BEGIN MATERIALS PROVIDED

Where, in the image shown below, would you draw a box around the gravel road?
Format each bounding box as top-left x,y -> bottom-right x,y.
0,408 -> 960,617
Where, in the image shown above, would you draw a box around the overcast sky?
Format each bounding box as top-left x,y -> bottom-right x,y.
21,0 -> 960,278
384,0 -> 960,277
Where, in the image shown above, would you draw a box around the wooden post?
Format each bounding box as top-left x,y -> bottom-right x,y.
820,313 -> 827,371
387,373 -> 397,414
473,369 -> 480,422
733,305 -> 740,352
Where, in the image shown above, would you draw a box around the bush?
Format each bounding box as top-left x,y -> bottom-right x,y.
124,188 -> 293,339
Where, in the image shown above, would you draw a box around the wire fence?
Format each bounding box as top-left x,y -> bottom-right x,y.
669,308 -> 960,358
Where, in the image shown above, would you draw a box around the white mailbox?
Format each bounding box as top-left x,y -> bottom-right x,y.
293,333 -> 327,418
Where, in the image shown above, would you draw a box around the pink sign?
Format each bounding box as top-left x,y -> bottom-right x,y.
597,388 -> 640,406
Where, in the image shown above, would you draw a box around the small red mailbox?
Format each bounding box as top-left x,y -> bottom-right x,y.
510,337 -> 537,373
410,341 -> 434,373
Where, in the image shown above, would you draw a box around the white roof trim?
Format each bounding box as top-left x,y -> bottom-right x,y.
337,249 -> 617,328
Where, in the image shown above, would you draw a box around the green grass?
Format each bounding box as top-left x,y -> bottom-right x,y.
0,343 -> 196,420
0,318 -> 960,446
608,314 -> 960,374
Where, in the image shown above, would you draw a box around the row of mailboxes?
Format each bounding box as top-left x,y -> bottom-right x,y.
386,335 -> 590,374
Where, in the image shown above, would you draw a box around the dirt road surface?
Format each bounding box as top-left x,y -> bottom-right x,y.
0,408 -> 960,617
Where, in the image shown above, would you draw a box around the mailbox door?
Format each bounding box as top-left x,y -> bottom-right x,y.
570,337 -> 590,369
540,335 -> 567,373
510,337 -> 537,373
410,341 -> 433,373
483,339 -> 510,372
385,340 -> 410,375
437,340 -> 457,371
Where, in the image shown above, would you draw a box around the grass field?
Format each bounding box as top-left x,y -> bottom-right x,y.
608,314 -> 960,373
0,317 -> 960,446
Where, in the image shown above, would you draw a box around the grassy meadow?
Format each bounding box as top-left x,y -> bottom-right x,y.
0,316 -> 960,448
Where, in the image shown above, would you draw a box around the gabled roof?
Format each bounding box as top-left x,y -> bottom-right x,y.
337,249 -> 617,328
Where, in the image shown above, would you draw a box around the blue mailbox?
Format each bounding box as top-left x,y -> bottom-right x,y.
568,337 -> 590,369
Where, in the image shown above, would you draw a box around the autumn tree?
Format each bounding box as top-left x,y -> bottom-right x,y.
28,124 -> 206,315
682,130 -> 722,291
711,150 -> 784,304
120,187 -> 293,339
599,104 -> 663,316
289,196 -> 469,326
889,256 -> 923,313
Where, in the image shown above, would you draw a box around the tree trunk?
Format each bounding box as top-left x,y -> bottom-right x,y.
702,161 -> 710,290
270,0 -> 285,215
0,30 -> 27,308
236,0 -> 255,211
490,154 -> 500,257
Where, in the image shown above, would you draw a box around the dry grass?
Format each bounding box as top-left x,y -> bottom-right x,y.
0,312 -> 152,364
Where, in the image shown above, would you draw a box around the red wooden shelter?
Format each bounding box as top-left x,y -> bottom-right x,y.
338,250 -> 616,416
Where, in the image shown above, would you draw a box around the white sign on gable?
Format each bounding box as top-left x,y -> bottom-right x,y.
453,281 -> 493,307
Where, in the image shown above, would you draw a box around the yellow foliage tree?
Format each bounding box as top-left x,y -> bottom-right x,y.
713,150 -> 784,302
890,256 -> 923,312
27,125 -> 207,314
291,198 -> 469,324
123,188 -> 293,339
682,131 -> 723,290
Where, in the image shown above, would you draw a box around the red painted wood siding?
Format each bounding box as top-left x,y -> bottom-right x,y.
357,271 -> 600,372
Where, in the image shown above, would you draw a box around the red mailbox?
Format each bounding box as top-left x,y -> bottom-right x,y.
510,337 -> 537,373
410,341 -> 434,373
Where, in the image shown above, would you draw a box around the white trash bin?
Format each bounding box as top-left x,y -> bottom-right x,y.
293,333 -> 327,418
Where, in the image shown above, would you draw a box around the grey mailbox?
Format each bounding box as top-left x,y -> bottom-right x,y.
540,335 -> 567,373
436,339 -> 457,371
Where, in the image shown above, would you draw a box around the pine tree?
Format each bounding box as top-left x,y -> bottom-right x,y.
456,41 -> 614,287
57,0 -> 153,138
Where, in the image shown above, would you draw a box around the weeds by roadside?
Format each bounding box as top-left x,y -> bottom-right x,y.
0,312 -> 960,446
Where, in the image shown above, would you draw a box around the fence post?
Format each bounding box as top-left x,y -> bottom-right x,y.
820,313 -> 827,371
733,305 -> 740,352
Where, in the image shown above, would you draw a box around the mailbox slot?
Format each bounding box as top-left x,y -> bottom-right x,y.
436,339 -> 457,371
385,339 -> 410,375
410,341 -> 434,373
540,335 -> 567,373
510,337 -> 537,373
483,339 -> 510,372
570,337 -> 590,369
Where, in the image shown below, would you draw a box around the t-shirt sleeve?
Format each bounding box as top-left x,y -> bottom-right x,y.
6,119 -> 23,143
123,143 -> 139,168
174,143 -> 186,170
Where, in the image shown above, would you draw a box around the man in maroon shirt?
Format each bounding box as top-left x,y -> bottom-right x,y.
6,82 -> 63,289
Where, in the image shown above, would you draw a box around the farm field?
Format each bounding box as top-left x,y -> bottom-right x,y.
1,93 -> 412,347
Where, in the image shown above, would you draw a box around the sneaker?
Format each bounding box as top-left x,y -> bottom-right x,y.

END MATERIALS PROVIDED

- **GOAL**
Transcribe every entry exactly.

- **TASK SOLUTION**
Where, in the image shown below, would you draw a box around the gravel road?
Format each bounding box as top-left x,y -> bottom-right x,y.
0,408 -> 960,617
Where, in the image shown above, would you draw a box around the overcast sky?
Format each bounding box as top-left x,y -> bottom-right x,y.
21,0 -> 960,278
384,0 -> 960,277
Where, in the image shown above, would you draw a box around the wooden post?
Format each bounding box as top-left x,y -> bottom-right x,y.
820,313 -> 827,371
387,373 -> 397,414
473,369 -> 480,422
733,305 -> 740,352
Where, in the image shown above, would you draw a box around the bush?
Format each bounding box as top-left x,y -> bottom-right x,y.
124,188 -> 293,339
Where, in the image shown above, would you draw a box around the wire fence?
Format each bounding box as top-left x,y -> bottom-right x,y.
669,308 -> 960,358
Where, in the image shown above, would you draw a box around the white mailbox?
Format each bounding box as top-left x,y -> bottom-right x,y.
293,333 -> 327,418
Where, in the image shown above, would you draw a box around the pink sign?
Format each bounding box as top-left x,y -> bottom-right x,y.
597,388 -> 640,406
Where, in the image shown above, would you draw a box around the small red mailbox?
Format each bounding box as top-left x,y -> bottom-right x,y.
510,337 -> 537,373
410,341 -> 434,373
Where, in the image shown above, would you draw a box around the white roof trim?
Format each bounding box as top-left x,y -> bottom-right x,y.
337,249 -> 617,328
Where, in the image shown above, would you draw a box around the green grass?
Format each bounding box as top-left x,y -> bottom-right x,y.
0,343 -> 196,420
0,318 -> 960,446
608,314 -> 960,374
Where, in the image shown above, would you draw a box around the row of mailboxes?
Format each bounding box as top-left x,y -> bottom-right x,y.
386,335 -> 590,374
Where, in the image shown above, would you draw a box around the dirt road surface?
Format each bounding box as top-left x,y -> bottom-right x,y.
0,408 -> 960,617
Where, in the image shown above, would you draw a box around the mailbox door?
Format each bounding box as top-left x,y -> bottom-right x,y.
570,337 -> 590,369
540,335 -> 567,373
510,337 -> 537,373
410,341 -> 433,373
483,339 -> 510,372
385,340 -> 410,375
437,340 -> 457,371
Where, in the image shown above, would you draw a box around the grass field?
Format each bounding box as top-left x,y -> bottom-right x,y.
608,314 -> 960,373
0,317 -> 960,446
Where, in the image shown above, would you draw a box around the grassy meadow?
Format each bounding box as top-left x,y -> bottom-right x,y.
0,316 -> 960,448
Where, in the image shown above, would you draw a box around the gabled roof?
Format each bounding box as top-left x,y -> bottom-right x,y.
337,249 -> 617,328
Where, in the image shown above, would you draw a box around the blue mailbox?
Format each bounding box as top-left x,y -> bottom-right x,y.
568,337 -> 590,369
Where, in the image shown above, would you draw a box around the autumn tree?
Format each bounding box as top-left x,y -> bottom-right x,y.
28,124 -> 206,315
682,130 -> 722,291
711,150 -> 784,304
120,187 -> 293,339
599,104 -> 663,316
289,196 -> 469,326
889,256 -> 923,313
Where, in the image shown above, would you draw a box around the tree trunk?
Format each bounding box as top-left x,y -> bottom-right x,y.
702,161 -> 710,290
270,0 -> 285,215
0,30 -> 27,308
236,0 -> 255,211
490,154 -> 500,257
Where, in the image shown above, would you draw a box around the dry grass?
Format each bounding box as top-left x,y -> bottom-right x,y.
0,312 -> 152,364
Where, in the image shown above, would you draw a box around the red wooden shelter?
Format each bounding box as top-left x,y -> bottom-right x,y.
338,250 -> 616,416
Where, in the image shown above, would you draw a box around the white sign on gable?
Format each bounding box as top-left x,y -> bottom-right x,y.
453,281 -> 493,307
Where, in the image shown above, would you draw a box around the yellow foliage tree?
Format each bounding box as top-left x,y -> bottom-right x,y.
713,150 -> 784,302
890,256 -> 923,312
27,125 -> 207,314
291,198 -> 469,324
123,188 -> 293,339
682,131 -> 723,290
Where, in the image shown above, would you draw a box around the red painted wood siding?
Format each bounding box as top-left x,y -> bottom-right x,y.
357,271 -> 600,372
Where, in the image shown above, would you draw a box around the red mailbox?
Format each bounding box as top-left x,y -> bottom-right x,y.
510,337 -> 537,373
410,341 -> 434,373
Where, in the image shown above, would you draw a box around the white trash bin?
Format each bounding box as top-left x,y -> bottom-right x,y.
293,333 -> 327,418
Where, in the image shown above, would you draw a box around the grey mailbox?
Format each bounding box as top-left x,y -> bottom-right x,y.
540,335 -> 567,373
436,339 -> 457,371
Where, in the image shown above, would you draw a box around the pine tree?
Format each bounding box as top-left x,y -> bottom-right x,y.
456,41 -> 614,287
57,0 -> 153,138
Where, in the image shown above, would you draw a box around the weeds by roadside?
Format each bounding box as top-left x,y -> bottom-right x,y.
0,312 -> 960,446
Where, in the image shown above, would you draw a box around the fence post?
Format each bounding box as top-left x,y -> bottom-right x,y.
820,313 -> 827,371
733,305 -> 740,352
Where, in the image shown above, would you draw a box around the mailbox slot?
Format each bounding box as top-left x,y -> bottom-right x,y.
436,339 -> 457,371
385,339 -> 410,375
410,341 -> 434,373
540,335 -> 567,373
510,337 -> 537,373
483,339 -> 510,372
570,337 -> 590,369
Where, in the image shown below, would you draw a box around the t-shirt sleeve?
Format each bounding box as top-left x,y -> bottom-right x,y.
6,119 -> 23,143
123,143 -> 139,168
174,143 -> 186,170
Where, in the image shown above, would you draw a box around the man in maroon shirt?
Format each bounding box as top-left x,y -> bottom-right x,y.
6,82 -> 63,289
Where, in the image shown above, would you draw a box around the farm field?
Format each bounding box as top-left x,y -> bottom-right x,y.
1,93 -> 412,347
Where, in the image shown above, would you draw a box around the sneaker?
Format each bounding box as top-left x,y -> bottom-right x,y.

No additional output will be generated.